:: DO THIS ::
Restate each of the lines given below, word for word.

====

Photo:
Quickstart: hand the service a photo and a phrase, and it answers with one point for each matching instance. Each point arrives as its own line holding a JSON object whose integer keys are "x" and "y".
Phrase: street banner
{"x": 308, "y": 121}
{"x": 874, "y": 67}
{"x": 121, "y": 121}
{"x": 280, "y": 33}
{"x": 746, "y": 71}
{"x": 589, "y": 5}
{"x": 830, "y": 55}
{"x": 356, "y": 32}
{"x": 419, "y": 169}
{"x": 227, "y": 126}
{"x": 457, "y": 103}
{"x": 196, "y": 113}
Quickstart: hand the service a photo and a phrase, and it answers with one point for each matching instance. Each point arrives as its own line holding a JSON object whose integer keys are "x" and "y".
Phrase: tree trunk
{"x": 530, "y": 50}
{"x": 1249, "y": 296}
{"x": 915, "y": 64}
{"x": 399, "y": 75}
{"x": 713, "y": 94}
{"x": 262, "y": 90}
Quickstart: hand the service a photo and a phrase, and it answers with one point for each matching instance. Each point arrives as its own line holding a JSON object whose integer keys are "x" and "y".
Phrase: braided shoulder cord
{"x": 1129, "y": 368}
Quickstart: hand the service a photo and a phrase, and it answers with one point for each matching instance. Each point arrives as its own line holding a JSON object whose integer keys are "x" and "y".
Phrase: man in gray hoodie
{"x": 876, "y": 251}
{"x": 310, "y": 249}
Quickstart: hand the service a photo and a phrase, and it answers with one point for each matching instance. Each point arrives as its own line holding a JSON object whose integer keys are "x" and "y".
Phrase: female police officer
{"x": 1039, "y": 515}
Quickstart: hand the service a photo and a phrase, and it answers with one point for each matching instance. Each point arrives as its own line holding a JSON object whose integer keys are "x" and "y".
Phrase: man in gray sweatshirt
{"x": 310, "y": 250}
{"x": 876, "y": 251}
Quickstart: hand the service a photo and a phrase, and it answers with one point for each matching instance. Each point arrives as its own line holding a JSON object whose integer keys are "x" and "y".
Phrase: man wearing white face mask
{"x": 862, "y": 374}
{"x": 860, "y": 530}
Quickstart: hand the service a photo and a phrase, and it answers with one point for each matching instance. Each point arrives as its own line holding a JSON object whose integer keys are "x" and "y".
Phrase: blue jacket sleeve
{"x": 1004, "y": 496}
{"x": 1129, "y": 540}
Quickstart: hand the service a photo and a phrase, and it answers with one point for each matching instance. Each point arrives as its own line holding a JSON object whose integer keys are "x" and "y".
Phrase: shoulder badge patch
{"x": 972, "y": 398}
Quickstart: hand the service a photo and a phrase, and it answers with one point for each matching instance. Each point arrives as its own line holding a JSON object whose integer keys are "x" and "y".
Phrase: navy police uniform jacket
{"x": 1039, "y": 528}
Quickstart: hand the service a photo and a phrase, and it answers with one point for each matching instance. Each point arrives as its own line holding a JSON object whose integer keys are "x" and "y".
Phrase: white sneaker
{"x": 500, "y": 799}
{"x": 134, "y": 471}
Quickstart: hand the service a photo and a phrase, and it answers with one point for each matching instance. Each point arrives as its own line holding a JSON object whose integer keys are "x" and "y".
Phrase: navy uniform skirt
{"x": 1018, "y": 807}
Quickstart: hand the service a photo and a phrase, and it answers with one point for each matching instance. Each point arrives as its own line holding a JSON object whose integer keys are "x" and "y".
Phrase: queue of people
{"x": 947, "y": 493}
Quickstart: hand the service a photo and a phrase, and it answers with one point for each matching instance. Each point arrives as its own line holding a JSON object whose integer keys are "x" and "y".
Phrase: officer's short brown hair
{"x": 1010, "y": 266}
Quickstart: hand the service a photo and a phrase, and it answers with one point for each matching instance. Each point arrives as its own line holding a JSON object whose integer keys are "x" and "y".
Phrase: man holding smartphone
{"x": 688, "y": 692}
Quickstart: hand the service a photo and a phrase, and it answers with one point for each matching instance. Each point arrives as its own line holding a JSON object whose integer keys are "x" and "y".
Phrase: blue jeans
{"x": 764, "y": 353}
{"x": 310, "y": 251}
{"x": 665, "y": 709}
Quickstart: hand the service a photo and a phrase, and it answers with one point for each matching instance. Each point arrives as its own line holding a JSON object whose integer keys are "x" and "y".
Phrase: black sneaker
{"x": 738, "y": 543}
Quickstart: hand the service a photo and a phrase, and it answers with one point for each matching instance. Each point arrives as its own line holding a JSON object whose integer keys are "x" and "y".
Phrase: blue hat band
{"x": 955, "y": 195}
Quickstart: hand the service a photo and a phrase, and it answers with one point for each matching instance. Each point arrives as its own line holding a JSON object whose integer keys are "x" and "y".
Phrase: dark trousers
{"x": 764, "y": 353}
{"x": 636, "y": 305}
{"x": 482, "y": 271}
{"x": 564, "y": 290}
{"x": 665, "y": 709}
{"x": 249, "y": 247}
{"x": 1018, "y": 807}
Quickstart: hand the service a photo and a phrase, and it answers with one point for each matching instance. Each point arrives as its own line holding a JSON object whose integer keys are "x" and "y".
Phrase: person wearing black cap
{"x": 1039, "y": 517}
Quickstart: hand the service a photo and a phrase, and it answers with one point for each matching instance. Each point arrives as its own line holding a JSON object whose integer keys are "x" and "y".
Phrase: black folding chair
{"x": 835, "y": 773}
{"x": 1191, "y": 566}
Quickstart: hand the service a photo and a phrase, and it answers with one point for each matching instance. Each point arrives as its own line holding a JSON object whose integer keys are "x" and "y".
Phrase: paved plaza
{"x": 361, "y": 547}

====

:: EXPECTED ANSWER ::
Photo:
Quickstart: hand the service a photo and a phrase, and it answers with one point for each matching instance. Each point arrives as its own line holding a JSON object whose integer keys are "x" and "y".
Phrase: street banner
{"x": 308, "y": 121}
{"x": 874, "y": 67}
{"x": 121, "y": 121}
{"x": 280, "y": 33}
{"x": 746, "y": 71}
{"x": 589, "y": 5}
{"x": 830, "y": 55}
{"x": 356, "y": 32}
{"x": 419, "y": 169}
{"x": 227, "y": 126}
{"x": 457, "y": 103}
{"x": 196, "y": 113}
Quickstart: hand the service a photo and a phrase, and it answers with one point for each matching instance. Each point arrives as its own line holding a JSON object whose integer keys are "x" and "y".
Phrase: tree trunk
{"x": 530, "y": 50}
{"x": 1249, "y": 296}
{"x": 915, "y": 64}
{"x": 399, "y": 75}
{"x": 713, "y": 94}
{"x": 262, "y": 90}
Quickstart: hand the service a photo and a phrase, and it answers with one point for each matching instance. Each point arrives as its own line holding a JSON object whose integer keys are "x" and "y".
Phrase: braided shoulder cord
{"x": 1129, "y": 368}
Quickstart: hand the service a photo and a phrase, and it answers with one point for each matching instance. Each point arrives as its own line holding a JSON object whose integer keys are "x" and "y".
Phrase: man in gray hoodie
{"x": 876, "y": 251}
{"x": 310, "y": 249}
Quickstart: hand the service a photo and a phrase, and it answers with one point for each matching instance. Each point arrives as its own line holding a JSON object whose integer keys are "x" and "y".
Phrase: female police officer
{"x": 1039, "y": 515}
Quickstart: hand the service a photo and a phrase, and it answers with one point for each matching instance. Each point arrives as its own line holding a JSON object whose integer keys are "x" and "y".
Phrase: man in gray sweatshirt
{"x": 310, "y": 250}
{"x": 876, "y": 251}
Quickstart: hand the service a photo and a phrase, and it answers with one point for each matching instance. Each point arrives as its own line holding a JSON object whose integer keys are "x" and "y".
Phrase: man wearing white face mask
{"x": 862, "y": 374}
{"x": 860, "y": 530}
Quickstart: hand the service a photo and a phrase, and it answers with one point for each matching instance. Each point arrives as its own line holding a JSON object whose integer keys are "x" and "y".
Phrase: blue jacket sleeve
{"x": 1004, "y": 496}
{"x": 1129, "y": 540}
Quickstart: hand the service a photo and a phrase, and it answers with one point for each matching instance. Each point arrives as its own line holding a JSON object whose integer keys are "x" and "y".
Phrase: shoulder badge patch
{"x": 972, "y": 398}
Quickstart: hand the service a photo and a phrase, and it answers with one point for each matching instance. Each point arrives as its own line holding a JSON object whose integer keys are "x" and "y".
Phrase: navy police uniform jacket
{"x": 1039, "y": 528}
Quickstart: hand the service a photo and a phrase, and it answers with one point for each matching instance. Each point arrives as its own line holding a JSON object whose integer keys are "x" and "y".
Phrase: white sneaker
{"x": 500, "y": 799}
{"x": 134, "y": 471}
Quickstart: hand the service a photo and a phrase, and it answers with one point for each matching instance. Each point arrives as its own line holding a JSON object whose integer keys are "x" and "y".
Phrase: navy uniform skirt
{"x": 1018, "y": 807}
Quickstart: hand the service a photo and a phrase, and it answers with one point for each matching instance. Each point arrives as its own line holding a JSON object whose integer keys are "x" and "y".
Phrase: queue of people
{"x": 947, "y": 493}
Quickstart: hand the service a photo and a phrase, and it answers with one point for each matching instance. Each point arrives as its own line holding a JSON object whose integer keys are "x" and "y".
Phrase: officer's short brown hair
{"x": 1010, "y": 266}
Quickstart: hand the service a photo and a phrase, and it answers with one point for each matching instance. Each point arrives as its own line holding a JSON object whose integer keys are "x" and "y".
Phrase: man holding smartphone
{"x": 688, "y": 692}
Quickstart: hand the service a photo and a phrase, and it answers with one point for each matching instance. Each point arrives as its own line holding a JSON object whose integer keys are "x" and "y".
Phrase: blue jeans
{"x": 764, "y": 353}
{"x": 310, "y": 251}
{"x": 665, "y": 709}
Quickstart: hand the service a photo and a phrase, and it answers with one point for each matching instance. Each point arrives as its own line holding a JSON object whose integer keys are "x" and "y".
Phrase: black sneaker
{"x": 738, "y": 543}
Quickstart: hand the service a photo and a phrase, and it answers with one point for each matching instance. Each point arrives as its own line holding a JSON object whose integer keys are "x" and "y".
Phrase: blue hat band
{"x": 955, "y": 195}
Quickstart: hand the service a photo and a phrase, and it answers with one point for each matching instance. Each point arrives as its own line holding a JSON object whose integer keys are "x" and "y".
Phrase: dark trousers
{"x": 764, "y": 353}
{"x": 636, "y": 305}
{"x": 482, "y": 271}
{"x": 564, "y": 290}
{"x": 665, "y": 709}
{"x": 249, "y": 247}
{"x": 1018, "y": 807}
Quickstart: hand the service a photo and a phrase, and it answers with one point for each matching instance. Each point arrives as its own line holding a JSON object whose integer keys are "x" and "y".
Phrase: person wearing black cap
{"x": 1039, "y": 517}
Quickstart: hand the service a photo and a phrase, and it answers with one point for each matching instance. Each point arrives as its own line holding a JSON object whose integer keys are "x" and "y".
Phrase: black folding chair
{"x": 835, "y": 773}
{"x": 1191, "y": 566}
Quickstart: hand the service a photo and a phrase, and it answers with one point for each matching instance. Each point arrives as its own line holding a JSON object whose integer keys are "x" and "y".
Phrase: paved plaza
{"x": 361, "y": 547}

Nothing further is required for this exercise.